TASK INPUTS:
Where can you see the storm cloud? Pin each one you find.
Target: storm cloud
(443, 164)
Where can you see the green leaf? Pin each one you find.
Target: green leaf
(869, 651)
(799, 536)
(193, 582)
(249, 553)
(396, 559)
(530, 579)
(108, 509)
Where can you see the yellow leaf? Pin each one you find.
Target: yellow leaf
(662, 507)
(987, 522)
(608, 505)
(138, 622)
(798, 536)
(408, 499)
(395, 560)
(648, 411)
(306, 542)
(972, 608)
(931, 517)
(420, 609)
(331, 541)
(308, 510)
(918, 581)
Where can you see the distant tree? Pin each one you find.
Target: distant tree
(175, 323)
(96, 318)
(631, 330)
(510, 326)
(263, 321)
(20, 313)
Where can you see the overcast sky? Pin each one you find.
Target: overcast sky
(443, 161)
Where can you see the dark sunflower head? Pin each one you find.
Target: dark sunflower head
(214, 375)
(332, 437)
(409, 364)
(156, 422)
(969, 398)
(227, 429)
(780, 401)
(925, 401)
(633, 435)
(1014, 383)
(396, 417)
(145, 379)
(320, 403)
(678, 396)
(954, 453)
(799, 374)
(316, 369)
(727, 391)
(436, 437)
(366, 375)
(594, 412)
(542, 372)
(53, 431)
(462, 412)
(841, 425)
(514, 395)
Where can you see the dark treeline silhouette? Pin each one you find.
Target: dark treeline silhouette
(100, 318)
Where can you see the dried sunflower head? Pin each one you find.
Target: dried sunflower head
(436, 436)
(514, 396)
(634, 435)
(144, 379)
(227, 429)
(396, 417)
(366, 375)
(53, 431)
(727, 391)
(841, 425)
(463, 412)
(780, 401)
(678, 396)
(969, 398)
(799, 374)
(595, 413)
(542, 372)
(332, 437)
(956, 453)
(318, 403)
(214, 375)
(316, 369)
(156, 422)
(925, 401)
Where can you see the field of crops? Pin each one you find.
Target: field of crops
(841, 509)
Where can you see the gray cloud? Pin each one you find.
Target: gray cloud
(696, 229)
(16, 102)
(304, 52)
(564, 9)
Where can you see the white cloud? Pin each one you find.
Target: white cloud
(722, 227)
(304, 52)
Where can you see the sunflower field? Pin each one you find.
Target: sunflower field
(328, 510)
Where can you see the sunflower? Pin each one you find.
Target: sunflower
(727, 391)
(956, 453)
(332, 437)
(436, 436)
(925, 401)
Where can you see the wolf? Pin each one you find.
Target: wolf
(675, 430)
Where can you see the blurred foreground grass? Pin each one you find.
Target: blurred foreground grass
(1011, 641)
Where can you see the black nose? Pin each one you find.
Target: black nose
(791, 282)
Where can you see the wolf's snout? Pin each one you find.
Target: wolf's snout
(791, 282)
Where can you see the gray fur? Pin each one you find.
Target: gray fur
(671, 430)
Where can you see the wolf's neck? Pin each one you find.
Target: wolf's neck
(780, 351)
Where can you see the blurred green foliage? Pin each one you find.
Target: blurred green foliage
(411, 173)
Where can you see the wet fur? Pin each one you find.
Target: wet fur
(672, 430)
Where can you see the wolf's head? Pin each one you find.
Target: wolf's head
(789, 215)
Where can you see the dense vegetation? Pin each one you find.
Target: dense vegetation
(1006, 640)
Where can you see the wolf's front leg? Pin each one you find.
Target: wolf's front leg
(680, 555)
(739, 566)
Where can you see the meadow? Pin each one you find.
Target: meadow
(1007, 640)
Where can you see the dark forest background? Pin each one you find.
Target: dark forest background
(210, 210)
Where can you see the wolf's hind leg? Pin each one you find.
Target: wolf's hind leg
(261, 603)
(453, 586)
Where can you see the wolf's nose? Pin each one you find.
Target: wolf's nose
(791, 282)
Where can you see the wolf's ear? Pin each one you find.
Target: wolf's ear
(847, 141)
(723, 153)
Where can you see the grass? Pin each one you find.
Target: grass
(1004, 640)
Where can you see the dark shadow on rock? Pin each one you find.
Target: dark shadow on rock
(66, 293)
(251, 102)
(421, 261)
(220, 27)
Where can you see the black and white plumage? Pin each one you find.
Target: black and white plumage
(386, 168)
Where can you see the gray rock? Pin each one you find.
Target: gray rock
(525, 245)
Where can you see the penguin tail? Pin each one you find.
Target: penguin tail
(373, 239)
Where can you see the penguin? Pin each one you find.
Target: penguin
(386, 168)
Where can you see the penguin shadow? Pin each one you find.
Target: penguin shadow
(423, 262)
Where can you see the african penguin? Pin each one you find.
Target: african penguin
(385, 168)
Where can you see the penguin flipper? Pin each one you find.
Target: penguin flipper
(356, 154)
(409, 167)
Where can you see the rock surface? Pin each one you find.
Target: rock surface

DIRECTIONS FOR THIS TASK:
Begin at the line that has "Where can you see the penguin?" and stop after the last line of the data. Write out every one of those lines again, but shift the answer coordinates by adding 113 to each number.

OUTPUT BELOW:
Where can you see the penguin? Pin each one you find.
Target: penguin
(499, 281)
Where can you see the penguin shadow? Pin each one you find.
Target: penguin shadow
(536, 375)
Where can you see the african penguin? Pin each one you find.
Target: african penguin
(498, 281)
Where can you see the penguin flipper? Pin each one you find.
Target: penguin flipper
(469, 267)
(522, 280)
Where can you see the rock surface? Pin each one you find.
Target: rock surface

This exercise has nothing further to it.